*Action item*
For each line in the data below that has the word "stripe", copy that line.

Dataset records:
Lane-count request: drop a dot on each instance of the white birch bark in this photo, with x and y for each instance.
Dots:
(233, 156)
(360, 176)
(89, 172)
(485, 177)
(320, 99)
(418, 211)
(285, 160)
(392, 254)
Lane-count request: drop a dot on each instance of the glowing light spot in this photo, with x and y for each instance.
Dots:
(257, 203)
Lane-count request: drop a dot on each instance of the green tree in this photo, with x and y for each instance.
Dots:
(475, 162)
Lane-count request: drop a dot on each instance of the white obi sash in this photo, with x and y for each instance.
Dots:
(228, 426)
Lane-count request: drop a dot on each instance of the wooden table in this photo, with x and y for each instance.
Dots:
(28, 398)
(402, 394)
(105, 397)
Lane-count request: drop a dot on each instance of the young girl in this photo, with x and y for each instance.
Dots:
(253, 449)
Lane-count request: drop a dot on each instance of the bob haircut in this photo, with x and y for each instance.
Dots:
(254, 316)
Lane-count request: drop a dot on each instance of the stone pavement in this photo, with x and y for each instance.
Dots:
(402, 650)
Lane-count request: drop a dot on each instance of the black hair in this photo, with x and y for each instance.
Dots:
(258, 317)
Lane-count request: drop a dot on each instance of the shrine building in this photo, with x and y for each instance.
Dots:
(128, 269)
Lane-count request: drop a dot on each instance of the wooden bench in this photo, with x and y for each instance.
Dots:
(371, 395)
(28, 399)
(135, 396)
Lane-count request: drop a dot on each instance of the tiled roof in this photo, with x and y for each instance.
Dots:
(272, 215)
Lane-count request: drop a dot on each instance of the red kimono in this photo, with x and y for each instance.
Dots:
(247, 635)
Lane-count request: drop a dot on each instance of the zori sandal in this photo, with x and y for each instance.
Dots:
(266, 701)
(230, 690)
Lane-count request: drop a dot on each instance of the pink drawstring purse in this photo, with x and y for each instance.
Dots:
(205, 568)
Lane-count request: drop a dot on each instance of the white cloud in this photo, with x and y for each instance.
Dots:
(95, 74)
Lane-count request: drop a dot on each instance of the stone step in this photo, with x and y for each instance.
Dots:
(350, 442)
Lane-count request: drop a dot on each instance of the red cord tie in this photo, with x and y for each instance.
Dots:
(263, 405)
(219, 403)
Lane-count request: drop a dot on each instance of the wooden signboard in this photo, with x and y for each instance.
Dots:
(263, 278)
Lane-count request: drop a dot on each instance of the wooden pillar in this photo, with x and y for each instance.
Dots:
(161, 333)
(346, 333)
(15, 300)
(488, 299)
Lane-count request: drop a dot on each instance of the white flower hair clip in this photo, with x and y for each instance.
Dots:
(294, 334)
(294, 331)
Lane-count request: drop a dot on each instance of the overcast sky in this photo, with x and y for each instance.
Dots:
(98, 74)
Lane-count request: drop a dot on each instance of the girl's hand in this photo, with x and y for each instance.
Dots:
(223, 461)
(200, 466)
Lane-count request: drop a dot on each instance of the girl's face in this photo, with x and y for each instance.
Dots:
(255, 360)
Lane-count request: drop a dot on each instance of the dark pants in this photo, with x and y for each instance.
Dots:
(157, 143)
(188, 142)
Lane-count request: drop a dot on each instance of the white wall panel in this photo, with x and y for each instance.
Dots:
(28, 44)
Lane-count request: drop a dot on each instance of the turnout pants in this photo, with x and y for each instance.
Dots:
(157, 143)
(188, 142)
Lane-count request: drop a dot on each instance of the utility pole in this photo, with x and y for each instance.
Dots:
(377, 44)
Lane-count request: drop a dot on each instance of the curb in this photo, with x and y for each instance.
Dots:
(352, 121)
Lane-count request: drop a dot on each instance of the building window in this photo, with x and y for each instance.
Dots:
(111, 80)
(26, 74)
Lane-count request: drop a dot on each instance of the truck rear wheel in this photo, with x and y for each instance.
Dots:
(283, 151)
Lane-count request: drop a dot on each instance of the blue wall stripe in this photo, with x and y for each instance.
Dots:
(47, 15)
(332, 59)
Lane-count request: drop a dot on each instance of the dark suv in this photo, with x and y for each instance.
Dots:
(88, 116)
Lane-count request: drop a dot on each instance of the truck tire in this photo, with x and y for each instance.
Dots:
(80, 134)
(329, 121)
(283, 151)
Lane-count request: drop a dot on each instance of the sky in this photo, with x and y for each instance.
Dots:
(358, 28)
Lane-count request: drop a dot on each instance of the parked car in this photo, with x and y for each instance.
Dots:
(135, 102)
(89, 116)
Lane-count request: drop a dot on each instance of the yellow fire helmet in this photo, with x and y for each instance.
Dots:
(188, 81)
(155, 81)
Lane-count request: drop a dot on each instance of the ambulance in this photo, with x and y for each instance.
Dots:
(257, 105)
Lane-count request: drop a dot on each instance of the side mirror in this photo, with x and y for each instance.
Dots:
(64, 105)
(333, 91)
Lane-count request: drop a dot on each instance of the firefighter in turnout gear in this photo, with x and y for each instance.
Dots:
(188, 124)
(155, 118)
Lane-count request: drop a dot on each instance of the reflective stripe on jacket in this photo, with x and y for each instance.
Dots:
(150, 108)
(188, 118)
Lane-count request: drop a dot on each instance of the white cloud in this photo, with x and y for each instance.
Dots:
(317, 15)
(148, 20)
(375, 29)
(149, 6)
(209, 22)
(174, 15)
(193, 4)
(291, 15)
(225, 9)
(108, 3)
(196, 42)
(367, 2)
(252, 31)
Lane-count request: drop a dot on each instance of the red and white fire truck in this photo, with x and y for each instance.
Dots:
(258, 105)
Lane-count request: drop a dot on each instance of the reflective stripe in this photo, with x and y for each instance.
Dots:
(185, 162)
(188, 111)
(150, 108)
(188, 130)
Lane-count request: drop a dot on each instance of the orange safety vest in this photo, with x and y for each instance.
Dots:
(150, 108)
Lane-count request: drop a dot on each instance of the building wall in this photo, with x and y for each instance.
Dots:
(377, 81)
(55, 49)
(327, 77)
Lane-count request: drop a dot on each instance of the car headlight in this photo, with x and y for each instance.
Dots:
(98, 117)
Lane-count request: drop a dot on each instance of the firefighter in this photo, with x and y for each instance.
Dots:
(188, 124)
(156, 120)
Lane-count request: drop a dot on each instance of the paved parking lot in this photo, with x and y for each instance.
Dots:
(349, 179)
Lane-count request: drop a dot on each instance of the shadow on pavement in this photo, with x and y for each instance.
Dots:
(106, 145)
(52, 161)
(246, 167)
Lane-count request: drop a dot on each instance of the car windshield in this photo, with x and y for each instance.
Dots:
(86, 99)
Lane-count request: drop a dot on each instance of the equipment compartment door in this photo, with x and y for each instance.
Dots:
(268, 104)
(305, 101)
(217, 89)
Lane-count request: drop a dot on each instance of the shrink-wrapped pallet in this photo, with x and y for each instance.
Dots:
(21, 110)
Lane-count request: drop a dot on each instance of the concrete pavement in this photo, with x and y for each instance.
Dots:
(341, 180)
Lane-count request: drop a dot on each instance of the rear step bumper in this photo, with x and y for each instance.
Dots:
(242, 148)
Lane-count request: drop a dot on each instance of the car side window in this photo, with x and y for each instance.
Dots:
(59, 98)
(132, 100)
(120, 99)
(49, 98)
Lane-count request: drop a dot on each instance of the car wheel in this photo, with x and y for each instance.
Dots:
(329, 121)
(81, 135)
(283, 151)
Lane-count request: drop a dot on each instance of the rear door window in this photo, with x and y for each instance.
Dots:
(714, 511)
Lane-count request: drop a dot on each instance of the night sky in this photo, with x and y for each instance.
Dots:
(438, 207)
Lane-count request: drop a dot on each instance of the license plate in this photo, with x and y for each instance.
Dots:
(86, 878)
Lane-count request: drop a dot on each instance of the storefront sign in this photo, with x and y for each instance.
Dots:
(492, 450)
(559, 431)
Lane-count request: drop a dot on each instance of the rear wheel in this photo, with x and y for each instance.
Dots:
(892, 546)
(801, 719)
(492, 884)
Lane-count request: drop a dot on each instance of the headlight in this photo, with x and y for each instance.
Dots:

*Solution*
Lane-count request: drop a dot on each instance of the blue wall stripe in this photo, with x and y for each instance.
Lane-count request: drop a dot on each instance of the reflective stripe on jacket in this photo, with x and y for each instance.
Lane-count request: drop a dot on each instance of the reflective stripe in this photo, with x and y for each instance.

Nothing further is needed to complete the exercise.